PASSAGE:
Everyone knows prices are set by the relative forces of supply and demand, right?

Wrong.

Most people would be shocked to know the extent to which many every day prices in our economy are regulated.

Take electricity prices, and, in particular, the price paid for the transmission of electricity across the poles and wires networks, which makes up about half of household electricity bills.

As publicly-owned natural monopolies, much like Telstra’s copper wire network used to be, the price electricity networks can charge has long been set by an independent regulator.

It used to be the Independent Pricing and Regulatory Tribunal (IPART) in NSW, and today it is the national Australian Energy Regulator (AER).

Every five years, much like Stalin used to do, the regulator comes up with a determination on how much revenue the networks should be allowed to recoup from customers to cover their efficient costs, plus a reasonable profit.

Note the emphasis on “efficient” there.

Devoid of any competition, and left to their own devices, networks could in theory charge as much as they wanted for delivering their service.

They could be fat, lazy and over-invest in infrastructure, so-called “gold plating” of networks.

Consumers would end up paying highly inflated prices and the economy as a whole would suffer.

State governments might find themselves complicit, more inclined to turn a blind eye to the excessive costs imposed on households so they could keep collecting supercharged dividends to fatten their budgets.

In fact, that’s a pretty good description of exactly what has happened over the past decade, when electricity prices doubled.

In response, the national electricity regulator was given increased powers to take a more nuanced approach to setting prices, which took into account how the efficiency of Australia’s electricity networks compared to a benchmark of international networks.

EXCERPTED RECORDS:
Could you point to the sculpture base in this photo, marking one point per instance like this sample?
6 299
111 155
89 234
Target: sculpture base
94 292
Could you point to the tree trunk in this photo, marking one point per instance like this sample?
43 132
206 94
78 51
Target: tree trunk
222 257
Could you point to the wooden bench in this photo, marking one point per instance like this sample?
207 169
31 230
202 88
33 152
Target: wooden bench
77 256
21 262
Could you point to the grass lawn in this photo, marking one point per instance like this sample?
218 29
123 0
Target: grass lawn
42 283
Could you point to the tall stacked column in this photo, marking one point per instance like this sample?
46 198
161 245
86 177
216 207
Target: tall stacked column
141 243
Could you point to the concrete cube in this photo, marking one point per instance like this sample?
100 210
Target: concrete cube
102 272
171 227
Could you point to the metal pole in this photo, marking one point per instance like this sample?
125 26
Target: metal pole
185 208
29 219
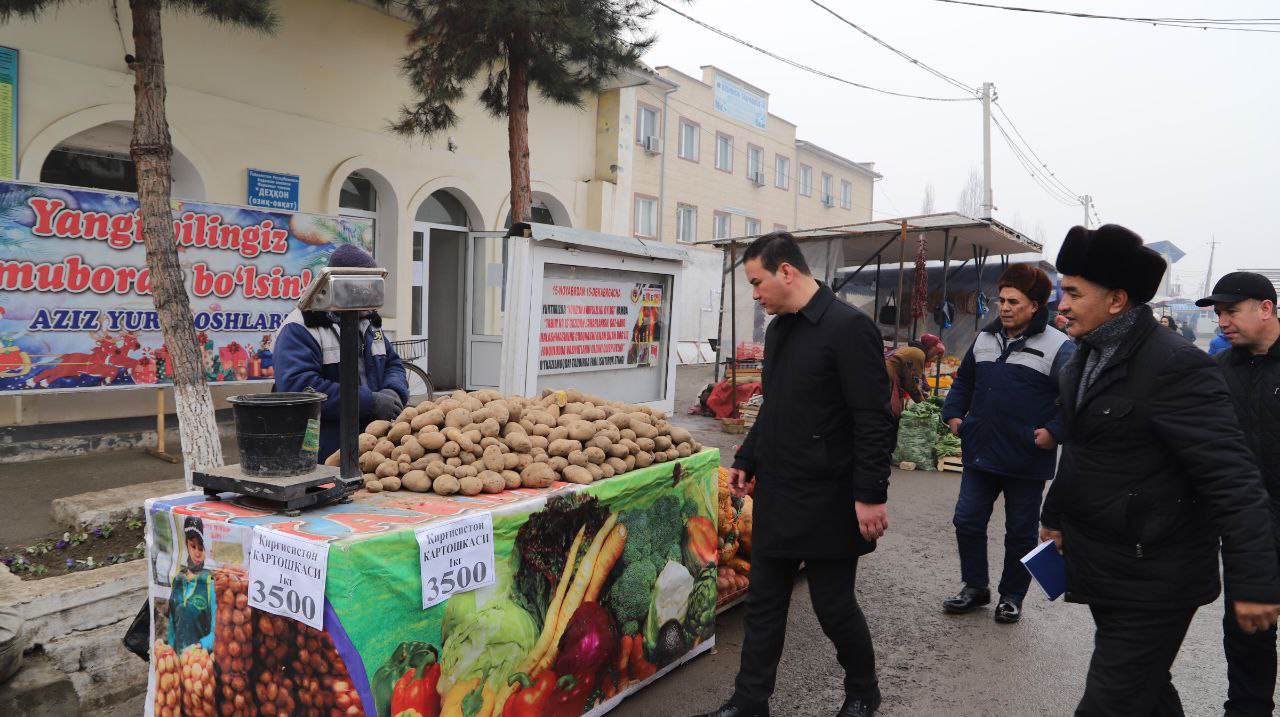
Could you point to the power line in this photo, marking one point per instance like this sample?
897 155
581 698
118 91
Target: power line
935 72
1230 24
804 67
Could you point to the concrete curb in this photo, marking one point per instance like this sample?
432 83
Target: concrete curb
110 506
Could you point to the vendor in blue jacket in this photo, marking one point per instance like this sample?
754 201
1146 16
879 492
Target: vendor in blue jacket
306 356
1002 406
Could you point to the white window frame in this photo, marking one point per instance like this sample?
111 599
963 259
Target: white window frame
781 172
728 154
686 213
650 215
689 150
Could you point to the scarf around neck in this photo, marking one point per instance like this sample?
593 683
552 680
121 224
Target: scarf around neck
1102 343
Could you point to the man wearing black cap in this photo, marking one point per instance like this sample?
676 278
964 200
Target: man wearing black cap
1246 307
306 356
1150 480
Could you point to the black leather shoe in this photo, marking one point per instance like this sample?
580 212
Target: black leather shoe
863 706
967 601
1009 610
730 709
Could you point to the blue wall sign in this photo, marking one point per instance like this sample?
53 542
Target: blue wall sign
273 190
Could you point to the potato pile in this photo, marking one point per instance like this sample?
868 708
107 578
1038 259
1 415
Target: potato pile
168 680
481 442
197 683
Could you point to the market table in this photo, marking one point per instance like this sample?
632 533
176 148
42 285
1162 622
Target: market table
639 601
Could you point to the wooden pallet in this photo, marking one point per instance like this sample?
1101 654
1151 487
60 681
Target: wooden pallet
951 464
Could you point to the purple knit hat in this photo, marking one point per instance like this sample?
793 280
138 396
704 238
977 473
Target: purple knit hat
352 256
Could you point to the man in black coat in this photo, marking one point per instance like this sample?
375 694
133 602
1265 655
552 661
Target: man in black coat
1246 307
1153 471
819 455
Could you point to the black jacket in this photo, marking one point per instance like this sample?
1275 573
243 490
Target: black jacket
1255 386
824 434
1153 470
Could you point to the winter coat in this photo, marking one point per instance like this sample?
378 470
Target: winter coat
824 433
306 354
1155 470
1255 386
1006 391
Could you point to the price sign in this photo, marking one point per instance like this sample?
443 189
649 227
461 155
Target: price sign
286 576
457 557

WRITTEN TASKS:
[1] Return the passage on electricity pricing between "Take electricity prices, and, in" and "an independent regulator.", inclusive.
[2] In the passage on electricity pricing, how often does the regulator make a determination on network revenue?

SOLUTION SET:
[1]
Take electricity prices, and, in particular, the price paid for the transmission of electricity across the poles and wires networks, which makes up about half of household electricity bills.

As publicly-owned natural monopolies, much like Telstra’s copper wire network used to be, the price electricity networks can charge has long been set by an independent regulator.

[2] Every five years.